Report the tally of lines featuring the word "target" in the entries below, without anything else.

** Data for the task follows **

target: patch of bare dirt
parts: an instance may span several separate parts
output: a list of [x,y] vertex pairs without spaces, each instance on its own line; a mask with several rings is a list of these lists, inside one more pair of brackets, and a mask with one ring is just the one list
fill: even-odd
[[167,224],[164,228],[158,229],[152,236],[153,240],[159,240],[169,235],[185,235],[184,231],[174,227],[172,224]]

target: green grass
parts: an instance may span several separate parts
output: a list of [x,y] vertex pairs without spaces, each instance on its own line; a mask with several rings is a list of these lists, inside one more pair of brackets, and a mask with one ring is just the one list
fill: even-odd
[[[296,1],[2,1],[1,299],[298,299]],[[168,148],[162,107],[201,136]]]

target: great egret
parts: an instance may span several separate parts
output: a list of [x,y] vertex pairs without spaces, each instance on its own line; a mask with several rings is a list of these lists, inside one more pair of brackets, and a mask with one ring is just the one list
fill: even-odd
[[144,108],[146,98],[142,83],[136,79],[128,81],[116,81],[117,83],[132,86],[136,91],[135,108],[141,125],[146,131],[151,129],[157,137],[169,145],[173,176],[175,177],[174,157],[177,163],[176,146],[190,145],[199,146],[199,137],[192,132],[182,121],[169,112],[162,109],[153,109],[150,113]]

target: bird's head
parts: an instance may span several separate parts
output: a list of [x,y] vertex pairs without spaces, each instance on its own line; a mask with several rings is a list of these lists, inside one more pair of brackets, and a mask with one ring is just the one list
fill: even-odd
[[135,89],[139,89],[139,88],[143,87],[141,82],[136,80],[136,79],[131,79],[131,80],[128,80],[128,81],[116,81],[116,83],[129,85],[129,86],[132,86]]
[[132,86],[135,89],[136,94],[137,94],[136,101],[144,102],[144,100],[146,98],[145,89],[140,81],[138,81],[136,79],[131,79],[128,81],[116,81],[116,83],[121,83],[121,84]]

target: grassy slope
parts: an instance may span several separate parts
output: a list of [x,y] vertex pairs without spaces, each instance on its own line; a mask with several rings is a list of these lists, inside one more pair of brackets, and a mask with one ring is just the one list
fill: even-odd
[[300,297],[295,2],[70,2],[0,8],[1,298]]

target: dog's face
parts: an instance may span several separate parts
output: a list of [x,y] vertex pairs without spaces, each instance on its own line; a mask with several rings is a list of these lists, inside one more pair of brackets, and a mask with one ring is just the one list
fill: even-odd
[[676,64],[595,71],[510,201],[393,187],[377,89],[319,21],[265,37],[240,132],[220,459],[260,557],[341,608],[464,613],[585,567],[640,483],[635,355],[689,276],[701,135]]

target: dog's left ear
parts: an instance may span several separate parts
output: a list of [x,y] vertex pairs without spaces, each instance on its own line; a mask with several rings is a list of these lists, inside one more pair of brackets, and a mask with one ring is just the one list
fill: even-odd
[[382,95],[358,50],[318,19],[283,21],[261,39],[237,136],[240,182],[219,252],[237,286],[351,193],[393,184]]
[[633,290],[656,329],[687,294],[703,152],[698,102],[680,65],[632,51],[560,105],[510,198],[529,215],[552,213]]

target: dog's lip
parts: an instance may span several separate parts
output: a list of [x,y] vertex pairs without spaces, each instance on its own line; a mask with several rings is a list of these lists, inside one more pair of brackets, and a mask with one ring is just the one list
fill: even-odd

** End of Data for the task **

Answer area:
8